■ **ABOUT THIS TASK**
For the entries below, state how many lines contain the string "only". Add nothing else.

■ **DATA TO USE**
++++
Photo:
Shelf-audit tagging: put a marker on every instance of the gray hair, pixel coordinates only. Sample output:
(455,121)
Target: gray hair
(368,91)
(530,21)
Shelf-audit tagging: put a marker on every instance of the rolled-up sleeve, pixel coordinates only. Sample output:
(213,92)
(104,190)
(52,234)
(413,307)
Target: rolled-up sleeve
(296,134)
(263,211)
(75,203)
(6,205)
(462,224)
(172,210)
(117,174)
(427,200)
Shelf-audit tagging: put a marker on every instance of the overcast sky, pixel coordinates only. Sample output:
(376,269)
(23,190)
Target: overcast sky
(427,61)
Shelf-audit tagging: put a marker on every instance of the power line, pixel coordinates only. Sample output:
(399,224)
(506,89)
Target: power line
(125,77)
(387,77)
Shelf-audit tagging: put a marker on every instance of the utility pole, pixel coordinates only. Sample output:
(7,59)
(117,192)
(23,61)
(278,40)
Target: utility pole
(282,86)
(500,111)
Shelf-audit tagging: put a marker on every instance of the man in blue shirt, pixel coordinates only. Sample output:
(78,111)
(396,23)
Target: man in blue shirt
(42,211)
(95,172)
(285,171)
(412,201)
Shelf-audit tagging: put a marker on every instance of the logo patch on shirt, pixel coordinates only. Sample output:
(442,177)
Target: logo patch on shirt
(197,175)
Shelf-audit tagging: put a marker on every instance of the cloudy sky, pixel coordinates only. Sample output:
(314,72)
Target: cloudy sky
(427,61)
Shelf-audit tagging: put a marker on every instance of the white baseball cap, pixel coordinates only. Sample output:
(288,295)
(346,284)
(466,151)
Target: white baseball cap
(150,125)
++++
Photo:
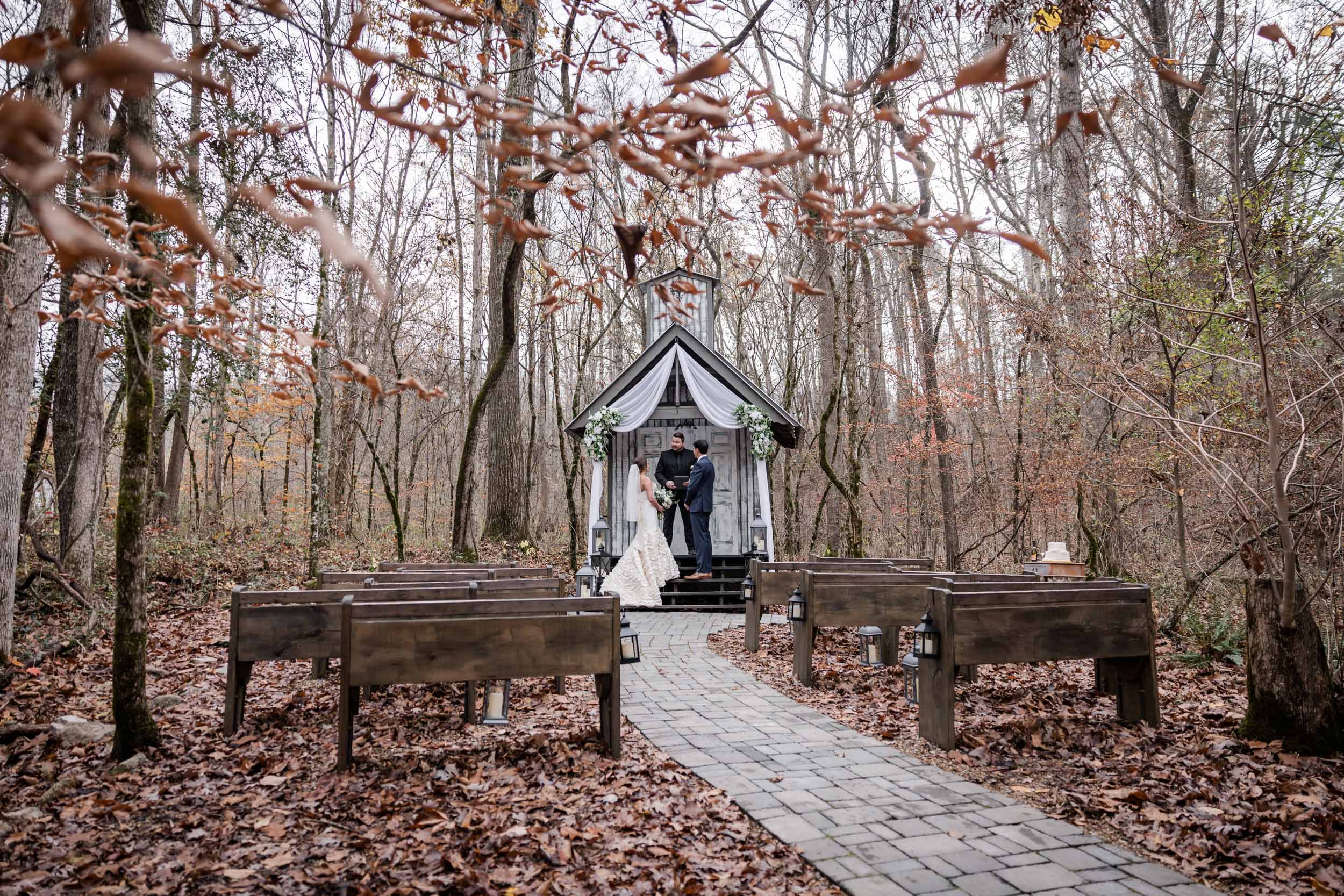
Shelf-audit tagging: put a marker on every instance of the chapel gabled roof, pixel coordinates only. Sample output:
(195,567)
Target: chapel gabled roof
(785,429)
++++
■ **SOLUTION TO THIS TASK**
10